Given information START

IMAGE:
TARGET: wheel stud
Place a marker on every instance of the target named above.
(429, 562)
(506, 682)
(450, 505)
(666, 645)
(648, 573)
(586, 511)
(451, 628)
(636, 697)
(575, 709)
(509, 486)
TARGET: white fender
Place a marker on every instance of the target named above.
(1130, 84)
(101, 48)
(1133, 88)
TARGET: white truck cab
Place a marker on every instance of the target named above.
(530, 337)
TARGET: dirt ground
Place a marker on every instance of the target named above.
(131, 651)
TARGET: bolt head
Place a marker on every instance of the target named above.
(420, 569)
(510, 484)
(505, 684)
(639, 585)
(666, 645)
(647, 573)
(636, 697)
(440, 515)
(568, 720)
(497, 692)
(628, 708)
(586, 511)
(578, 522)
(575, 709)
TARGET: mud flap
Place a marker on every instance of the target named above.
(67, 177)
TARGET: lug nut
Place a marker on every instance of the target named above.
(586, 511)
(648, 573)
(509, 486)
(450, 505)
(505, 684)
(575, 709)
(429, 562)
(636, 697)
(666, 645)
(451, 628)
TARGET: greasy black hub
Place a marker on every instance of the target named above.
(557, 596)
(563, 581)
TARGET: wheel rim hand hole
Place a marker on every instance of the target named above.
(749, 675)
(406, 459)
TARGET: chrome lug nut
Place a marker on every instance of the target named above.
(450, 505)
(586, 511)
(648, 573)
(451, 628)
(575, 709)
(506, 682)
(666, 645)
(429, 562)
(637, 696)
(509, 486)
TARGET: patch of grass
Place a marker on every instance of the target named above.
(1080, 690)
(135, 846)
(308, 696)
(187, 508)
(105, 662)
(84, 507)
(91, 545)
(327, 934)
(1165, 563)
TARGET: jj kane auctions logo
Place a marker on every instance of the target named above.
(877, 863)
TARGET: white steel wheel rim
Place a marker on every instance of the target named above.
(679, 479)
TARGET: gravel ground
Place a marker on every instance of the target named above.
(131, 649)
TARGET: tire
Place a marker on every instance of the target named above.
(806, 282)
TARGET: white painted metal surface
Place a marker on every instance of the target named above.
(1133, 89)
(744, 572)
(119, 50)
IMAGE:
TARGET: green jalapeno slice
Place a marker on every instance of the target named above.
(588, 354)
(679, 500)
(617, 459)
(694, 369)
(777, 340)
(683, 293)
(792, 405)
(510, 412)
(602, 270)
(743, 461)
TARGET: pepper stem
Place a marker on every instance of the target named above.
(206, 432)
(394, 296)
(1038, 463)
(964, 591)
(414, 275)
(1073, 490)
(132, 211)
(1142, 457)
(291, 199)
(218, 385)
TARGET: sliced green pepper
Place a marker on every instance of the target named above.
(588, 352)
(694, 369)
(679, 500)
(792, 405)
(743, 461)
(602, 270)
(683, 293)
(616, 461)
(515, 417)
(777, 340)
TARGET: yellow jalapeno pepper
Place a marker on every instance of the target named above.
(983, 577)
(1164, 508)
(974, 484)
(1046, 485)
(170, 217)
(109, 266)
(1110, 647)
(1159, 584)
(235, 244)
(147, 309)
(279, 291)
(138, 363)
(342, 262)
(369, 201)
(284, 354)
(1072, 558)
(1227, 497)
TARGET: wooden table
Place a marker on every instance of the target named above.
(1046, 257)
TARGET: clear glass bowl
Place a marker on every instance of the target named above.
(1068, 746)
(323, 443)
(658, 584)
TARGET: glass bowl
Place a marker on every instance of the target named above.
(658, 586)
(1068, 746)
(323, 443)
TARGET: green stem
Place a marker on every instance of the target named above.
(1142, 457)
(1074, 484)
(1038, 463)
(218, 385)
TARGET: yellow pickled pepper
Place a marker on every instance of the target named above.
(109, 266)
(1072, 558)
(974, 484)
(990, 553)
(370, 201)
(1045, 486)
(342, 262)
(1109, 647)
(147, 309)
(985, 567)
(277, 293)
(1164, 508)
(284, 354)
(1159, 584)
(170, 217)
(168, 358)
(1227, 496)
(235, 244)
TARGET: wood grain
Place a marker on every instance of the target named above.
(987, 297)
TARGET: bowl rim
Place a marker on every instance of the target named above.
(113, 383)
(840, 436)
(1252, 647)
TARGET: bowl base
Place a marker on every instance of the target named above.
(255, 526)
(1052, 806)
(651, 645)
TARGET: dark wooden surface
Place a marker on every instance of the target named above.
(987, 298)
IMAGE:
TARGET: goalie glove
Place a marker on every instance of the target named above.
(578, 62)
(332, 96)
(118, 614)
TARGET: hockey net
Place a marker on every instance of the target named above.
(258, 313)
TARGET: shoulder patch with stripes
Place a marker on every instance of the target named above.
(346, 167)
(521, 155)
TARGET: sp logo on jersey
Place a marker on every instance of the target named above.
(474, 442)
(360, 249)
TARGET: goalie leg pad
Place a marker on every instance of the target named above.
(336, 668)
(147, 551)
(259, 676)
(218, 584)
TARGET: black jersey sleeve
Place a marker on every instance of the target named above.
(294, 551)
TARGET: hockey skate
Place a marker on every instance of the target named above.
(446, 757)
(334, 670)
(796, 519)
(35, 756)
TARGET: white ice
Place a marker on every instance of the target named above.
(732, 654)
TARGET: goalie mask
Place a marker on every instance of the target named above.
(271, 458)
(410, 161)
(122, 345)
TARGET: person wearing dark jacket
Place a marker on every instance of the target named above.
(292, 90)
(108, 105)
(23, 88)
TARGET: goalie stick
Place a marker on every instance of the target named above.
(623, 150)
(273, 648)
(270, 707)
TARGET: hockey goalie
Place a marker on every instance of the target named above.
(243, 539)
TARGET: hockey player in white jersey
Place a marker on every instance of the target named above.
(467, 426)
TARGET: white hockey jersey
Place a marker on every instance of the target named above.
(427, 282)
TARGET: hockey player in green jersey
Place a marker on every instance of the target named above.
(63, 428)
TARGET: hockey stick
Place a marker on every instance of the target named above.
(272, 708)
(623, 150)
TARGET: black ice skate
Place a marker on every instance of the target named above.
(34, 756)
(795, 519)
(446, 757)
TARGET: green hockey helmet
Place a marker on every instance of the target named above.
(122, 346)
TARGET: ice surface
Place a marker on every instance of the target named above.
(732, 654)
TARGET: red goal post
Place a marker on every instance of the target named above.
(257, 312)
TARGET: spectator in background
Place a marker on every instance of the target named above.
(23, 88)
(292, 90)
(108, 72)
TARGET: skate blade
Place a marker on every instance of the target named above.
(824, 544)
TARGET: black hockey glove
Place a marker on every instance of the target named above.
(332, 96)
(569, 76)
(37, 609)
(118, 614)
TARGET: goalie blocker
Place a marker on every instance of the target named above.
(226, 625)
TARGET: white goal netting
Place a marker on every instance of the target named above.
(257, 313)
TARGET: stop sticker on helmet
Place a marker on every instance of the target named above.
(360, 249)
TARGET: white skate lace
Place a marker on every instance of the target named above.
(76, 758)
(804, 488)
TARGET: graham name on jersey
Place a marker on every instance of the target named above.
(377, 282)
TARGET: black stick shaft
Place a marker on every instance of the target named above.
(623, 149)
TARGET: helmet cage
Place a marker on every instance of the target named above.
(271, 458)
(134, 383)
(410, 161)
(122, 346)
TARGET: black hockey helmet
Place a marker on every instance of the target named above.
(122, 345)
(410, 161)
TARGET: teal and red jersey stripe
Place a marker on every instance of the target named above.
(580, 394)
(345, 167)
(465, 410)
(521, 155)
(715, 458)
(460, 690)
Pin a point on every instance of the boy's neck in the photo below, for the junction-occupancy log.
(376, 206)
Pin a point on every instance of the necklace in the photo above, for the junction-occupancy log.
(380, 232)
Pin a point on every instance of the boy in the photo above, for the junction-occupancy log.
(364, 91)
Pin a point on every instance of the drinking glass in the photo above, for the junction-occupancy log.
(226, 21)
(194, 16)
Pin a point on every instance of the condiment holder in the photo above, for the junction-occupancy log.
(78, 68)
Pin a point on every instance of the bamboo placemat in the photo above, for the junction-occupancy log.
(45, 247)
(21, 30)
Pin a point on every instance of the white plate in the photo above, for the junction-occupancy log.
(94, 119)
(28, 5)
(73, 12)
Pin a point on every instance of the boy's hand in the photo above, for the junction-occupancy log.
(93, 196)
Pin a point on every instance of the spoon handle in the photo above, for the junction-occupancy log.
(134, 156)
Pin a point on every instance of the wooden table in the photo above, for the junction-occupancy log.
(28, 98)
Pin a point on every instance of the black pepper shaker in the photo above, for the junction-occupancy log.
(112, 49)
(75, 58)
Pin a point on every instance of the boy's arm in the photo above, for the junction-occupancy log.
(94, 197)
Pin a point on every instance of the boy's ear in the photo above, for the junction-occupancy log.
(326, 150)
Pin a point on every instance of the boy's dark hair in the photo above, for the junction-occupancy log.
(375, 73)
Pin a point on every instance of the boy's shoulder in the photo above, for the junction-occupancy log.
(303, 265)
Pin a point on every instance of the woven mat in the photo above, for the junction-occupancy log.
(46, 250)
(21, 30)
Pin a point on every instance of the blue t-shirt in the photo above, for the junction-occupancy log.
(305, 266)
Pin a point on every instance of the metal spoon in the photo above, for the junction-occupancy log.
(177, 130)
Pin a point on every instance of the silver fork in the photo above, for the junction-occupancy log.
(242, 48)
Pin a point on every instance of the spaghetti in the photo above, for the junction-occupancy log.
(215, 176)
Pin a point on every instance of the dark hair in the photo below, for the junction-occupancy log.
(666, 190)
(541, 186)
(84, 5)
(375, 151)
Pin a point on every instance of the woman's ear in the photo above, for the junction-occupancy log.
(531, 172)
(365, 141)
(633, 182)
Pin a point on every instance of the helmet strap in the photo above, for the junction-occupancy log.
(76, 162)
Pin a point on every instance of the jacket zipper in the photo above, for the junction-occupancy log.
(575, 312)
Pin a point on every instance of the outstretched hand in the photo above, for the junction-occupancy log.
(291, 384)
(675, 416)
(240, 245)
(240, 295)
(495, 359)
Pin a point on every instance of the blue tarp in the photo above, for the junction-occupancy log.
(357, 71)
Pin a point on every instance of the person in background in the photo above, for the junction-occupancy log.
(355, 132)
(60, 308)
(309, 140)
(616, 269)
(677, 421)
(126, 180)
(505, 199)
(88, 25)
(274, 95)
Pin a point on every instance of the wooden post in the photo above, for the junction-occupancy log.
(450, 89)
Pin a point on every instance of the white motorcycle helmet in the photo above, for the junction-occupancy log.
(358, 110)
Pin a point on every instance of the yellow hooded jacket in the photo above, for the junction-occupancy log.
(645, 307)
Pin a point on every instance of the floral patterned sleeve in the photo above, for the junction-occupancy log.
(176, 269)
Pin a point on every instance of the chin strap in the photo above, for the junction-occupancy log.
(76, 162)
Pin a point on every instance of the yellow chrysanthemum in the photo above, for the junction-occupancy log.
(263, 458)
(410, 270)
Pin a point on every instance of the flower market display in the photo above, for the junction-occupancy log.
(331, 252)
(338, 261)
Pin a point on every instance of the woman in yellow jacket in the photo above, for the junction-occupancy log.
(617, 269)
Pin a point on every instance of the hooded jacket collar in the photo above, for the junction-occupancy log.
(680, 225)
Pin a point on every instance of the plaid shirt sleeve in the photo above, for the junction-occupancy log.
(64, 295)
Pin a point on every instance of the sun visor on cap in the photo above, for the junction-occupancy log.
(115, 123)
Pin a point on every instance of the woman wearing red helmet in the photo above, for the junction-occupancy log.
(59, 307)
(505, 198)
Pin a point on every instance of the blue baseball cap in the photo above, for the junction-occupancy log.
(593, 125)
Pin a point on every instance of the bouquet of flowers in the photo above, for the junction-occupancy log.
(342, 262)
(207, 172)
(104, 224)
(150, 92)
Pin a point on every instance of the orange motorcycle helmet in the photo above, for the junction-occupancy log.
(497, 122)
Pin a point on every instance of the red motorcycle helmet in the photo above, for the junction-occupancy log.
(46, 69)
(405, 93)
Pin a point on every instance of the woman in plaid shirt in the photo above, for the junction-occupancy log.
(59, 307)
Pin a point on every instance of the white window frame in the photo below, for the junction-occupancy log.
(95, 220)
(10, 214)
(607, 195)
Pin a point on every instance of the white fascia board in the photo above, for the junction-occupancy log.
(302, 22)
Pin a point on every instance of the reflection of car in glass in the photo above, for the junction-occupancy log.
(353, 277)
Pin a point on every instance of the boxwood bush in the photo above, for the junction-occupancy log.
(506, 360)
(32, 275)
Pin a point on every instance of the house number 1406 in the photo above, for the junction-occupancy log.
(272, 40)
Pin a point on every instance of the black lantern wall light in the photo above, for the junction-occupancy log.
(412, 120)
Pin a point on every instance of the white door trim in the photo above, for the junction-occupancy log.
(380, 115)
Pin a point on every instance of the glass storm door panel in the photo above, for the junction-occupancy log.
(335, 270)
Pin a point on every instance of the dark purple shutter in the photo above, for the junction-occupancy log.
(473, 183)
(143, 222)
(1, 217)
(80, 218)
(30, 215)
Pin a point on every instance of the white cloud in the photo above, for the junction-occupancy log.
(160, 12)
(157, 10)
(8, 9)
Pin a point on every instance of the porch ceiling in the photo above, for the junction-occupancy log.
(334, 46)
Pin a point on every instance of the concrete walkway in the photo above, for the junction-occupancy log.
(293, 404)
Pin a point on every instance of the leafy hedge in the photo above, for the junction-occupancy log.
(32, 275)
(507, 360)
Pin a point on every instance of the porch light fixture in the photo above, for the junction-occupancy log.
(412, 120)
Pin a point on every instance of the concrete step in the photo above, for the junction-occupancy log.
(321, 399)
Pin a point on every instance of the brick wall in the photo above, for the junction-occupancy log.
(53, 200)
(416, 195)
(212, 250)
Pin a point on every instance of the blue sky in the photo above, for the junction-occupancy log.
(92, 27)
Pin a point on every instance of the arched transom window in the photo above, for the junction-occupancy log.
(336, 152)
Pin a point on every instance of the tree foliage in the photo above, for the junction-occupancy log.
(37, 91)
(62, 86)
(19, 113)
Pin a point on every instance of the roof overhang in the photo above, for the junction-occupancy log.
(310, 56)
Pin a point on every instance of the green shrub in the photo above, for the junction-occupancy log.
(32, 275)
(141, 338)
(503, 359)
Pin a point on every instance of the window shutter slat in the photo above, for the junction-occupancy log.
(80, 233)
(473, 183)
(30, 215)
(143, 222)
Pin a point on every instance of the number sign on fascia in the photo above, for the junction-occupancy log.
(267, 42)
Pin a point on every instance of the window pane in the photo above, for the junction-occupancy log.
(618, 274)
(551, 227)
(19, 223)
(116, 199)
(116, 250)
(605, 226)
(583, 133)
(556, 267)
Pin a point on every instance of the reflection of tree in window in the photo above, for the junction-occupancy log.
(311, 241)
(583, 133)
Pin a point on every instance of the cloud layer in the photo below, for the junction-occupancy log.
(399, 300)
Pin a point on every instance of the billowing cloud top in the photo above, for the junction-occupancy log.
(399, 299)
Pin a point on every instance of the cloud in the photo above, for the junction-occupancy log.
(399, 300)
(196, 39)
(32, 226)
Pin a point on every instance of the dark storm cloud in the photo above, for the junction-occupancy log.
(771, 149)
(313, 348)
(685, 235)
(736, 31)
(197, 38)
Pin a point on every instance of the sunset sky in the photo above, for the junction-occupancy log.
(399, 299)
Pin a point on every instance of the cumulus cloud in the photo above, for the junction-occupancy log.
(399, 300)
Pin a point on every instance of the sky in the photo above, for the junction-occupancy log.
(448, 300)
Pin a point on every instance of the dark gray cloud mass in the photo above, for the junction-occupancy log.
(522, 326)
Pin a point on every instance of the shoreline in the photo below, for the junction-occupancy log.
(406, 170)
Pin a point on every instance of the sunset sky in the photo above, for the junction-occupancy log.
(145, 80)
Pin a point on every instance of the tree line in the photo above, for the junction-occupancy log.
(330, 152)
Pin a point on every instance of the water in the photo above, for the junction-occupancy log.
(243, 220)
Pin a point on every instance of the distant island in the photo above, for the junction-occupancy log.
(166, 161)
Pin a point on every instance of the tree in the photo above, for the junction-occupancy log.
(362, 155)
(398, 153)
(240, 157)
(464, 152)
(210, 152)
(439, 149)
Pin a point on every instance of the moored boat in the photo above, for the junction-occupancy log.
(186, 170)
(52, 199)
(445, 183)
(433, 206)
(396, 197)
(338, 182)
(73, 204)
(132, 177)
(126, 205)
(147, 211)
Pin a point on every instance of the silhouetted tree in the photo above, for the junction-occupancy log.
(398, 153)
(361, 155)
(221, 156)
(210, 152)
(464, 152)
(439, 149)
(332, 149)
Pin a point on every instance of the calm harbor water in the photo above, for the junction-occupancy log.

Given information END

Reproduce exactly, and only, the lines from the start of the entries through the one that contains "TARGET: white truck cab".

» **Solution**:
IMAGE:
TARGET: wheel stud
Place a marker on every instance of the target named above.
(429, 562)
(506, 682)
(450, 505)
(666, 645)
(648, 573)
(586, 511)
(451, 628)
(636, 697)
(575, 709)
(509, 486)
TARGET: white fender
Place a marker on every instance of the target named above.
(1130, 84)
(101, 48)
(1133, 88)
TARGET: white truck cab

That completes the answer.